▶ Given problem:
Quote all of the following material verbatim, line by line, with no changes.

▶ Data:

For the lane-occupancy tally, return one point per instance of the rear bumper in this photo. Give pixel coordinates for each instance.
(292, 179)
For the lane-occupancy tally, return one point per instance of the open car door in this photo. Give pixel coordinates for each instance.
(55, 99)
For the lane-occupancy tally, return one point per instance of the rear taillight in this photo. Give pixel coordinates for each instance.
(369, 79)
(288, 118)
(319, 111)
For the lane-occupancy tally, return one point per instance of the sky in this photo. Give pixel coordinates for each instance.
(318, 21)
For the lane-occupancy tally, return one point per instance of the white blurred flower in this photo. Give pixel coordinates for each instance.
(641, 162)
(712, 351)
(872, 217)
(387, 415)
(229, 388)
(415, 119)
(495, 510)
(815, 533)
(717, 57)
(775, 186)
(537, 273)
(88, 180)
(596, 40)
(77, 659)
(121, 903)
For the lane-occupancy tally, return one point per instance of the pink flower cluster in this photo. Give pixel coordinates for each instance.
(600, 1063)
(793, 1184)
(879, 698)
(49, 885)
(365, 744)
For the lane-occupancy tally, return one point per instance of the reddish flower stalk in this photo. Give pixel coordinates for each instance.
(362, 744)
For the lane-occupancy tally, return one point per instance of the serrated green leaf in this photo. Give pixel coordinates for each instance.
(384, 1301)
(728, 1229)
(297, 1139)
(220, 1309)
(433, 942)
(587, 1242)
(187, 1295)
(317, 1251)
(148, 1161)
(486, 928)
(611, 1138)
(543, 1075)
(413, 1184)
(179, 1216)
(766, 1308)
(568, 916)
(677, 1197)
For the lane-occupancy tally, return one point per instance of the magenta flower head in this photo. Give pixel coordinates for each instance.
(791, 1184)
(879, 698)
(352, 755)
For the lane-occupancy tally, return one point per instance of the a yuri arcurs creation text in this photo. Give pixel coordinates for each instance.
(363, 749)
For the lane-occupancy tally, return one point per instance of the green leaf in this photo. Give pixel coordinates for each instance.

▶ Result below:
For the lane-occupancy tally, return one point per instance of the rear bumper in this photo. Give pixel coordinates for each instance.
(292, 179)
For the lane-occupancy tally, return one point per instance of the open car door in this photo. Give pixel coordinates for each instance.
(55, 99)
For the lane-occupancy tally, return one point per instance of the rear taillight in this photo. Give pixel coordinates for each instance.
(369, 79)
(288, 118)
(319, 111)
For the lane-occupancy tally, return one point per instance of the sky in this photo. Give pixel coordinates for each instance.
(318, 21)
For the lane-occupancy tally, return one point per instance of the white blurred flower in this photo. Give pixel coordinates for each instance.
(641, 162)
(712, 351)
(872, 217)
(387, 415)
(229, 388)
(415, 119)
(495, 510)
(815, 533)
(717, 57)
(775, 186)
(537, 273)
(88, 180)
(596, 40)
(77, 659)
(121, 903)
For the lane-occupancy tally, return one point per instance of the pink flower cluster in this photo. Give pixel coordinates for each instance.
(600, 1063)
(793, 1184)
(879, 698)
(49, 885)
(365, 744)
For the lane-occupancy tally, return one point per instance of the reddish flower stalk in this photo. Give pixel coordinates for each instance.
(362, 744)
For the lane-occupancy tally, return one point per instance of the serrated green leaf in this photo. Give pixel coordinates for each instance.
(384, 1301)
(728, 1229)
(297, 1139)
(220, 1309)
(433, 942)
(587, 1242)
(187, 1295)
(317, 1251)
(148, 1161)
(486, 928)
(611, 1138)
(543, 1075)
(413, 1184)
(179, 1216)
(766, 1308)
(568, 916)
(677, 1197)
For the lane-occupancy tally, return one point per instance of the magenta flower head in this photo. Give pixel coordinates for each instance.
(791, 1184)
(879, 698)
(352, 755)
For the lane-occupancy tally, return one point per instance of the a yuri arcurs creation text in this photo. Give pixel coordinates for each instance.
(363, 749)
For the lane-occupancy tally, return one point per instance of the green leaf in this photo. Give pixel coordinates for each instance.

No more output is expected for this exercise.